Explore the material →
[1] Update the excerpt on Nexenta's CoS commits from "Issue #9: Support" up to and including "the next Oracle.", putting "feature bits" wherever "feature flags" appears.
[2] Go on with the excerpt on Nexenta's CoS commits, starting right after its final sentence.

Excerpt provided →
Most (all?) of the available CoS work is contained in the following commits:

Moved closed ZFS files to open repo, changed Makefiles accordingly.
OS-80 support for vdev and CoS properties for the new I/O scheduler.
Issue #9: Support for persistent CoS/vdev attributes with feature flags.

Now, this “Moved closed ZFS files to open repo” got me wondering, what closed ZFS bits? Was this work previously closed source, and they’ve decided to open it? It turns out after asking around, that yes, this is the case. I’m glad Nexenta, as a company that defines themselves as selling “open storage”, saw the light on this. One wouldn’t want to think Nexenta was aspiring to be the next Oracle.

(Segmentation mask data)
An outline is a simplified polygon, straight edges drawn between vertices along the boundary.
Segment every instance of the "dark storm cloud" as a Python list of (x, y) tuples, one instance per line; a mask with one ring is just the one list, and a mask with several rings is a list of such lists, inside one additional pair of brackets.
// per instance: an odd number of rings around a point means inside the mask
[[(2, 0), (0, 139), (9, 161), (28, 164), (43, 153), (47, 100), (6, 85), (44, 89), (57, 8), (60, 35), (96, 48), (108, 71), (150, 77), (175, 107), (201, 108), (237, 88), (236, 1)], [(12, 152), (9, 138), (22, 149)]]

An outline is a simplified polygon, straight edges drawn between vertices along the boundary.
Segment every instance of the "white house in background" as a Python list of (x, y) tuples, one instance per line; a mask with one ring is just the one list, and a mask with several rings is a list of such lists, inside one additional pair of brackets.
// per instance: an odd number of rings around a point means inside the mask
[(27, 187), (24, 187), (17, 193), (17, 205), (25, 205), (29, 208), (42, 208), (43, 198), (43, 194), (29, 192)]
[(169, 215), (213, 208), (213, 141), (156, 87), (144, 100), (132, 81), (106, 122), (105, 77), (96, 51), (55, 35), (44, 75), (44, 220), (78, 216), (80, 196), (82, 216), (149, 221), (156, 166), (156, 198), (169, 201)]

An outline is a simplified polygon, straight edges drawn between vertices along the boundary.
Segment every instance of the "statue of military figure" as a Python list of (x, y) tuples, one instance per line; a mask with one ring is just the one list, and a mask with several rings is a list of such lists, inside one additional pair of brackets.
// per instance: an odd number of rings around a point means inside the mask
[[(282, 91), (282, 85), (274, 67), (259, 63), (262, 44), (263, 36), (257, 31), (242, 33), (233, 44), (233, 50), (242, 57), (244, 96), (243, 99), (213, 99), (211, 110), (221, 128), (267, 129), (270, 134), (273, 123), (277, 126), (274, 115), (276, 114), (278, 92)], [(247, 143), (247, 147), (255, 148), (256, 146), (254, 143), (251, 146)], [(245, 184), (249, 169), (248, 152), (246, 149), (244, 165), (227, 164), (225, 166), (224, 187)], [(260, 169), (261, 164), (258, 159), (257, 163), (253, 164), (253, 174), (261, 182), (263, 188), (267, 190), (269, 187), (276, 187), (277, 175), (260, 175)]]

Answers to the exercise →
[1]
Issue #9: Support for persistent CoS/vdev attributes with feature bits.

Now, this “Moved closed ZFS files to open repo” got me wondering, what closed ZFS bits? Was this work previously closed source, and they’ve decided to open it? It turns out after asking around, that yes, this is the case. I’m glad Nexenta, as a company that defines themselves as selling “open storage”, saw the light on this. One wouldn’t want to think Nexenta was aspiring to be the next Oracle.

[2]
Oracle Borg

There are other examples of the closed vs open debate going on within Nexenta. It’s unfortunate that Nexenta considered this route, and indeed that they waited so long to release their source code. Delphix, Joyent and various others have been strong community players, releasing their work as they go (and benefiting from the public review process). I hope Nexenta moves towards this direction as it benefits everybody. It’s especially unfair if one player consumes the work of others without giving back.

Multi-threaded zpool import (speed improvement)

SUP-647 Long failover times dominated by zpool import times trigger client-side errors

On large systems with many disks, zpool import can take a very long time. In a clustered environment, cluster failover involves zpool importing the pool on the good system, and if zpool import is slow, failover is slow. In a previous incantation of our cloud environment where we used centralised ZFS storage for Virtual Machines, zpool import could be slow enough to result in drive timeouts within VMs, causing cloud-wide outages. Not ideal.

With the above commit, it appears Nexenta have added multi-threaded support for the mount portion of the import procedure, which I presume significantly improves pool import time. This will be very welcome for clustered systems.

Partial scrub support (scrub only Metadata or MOS)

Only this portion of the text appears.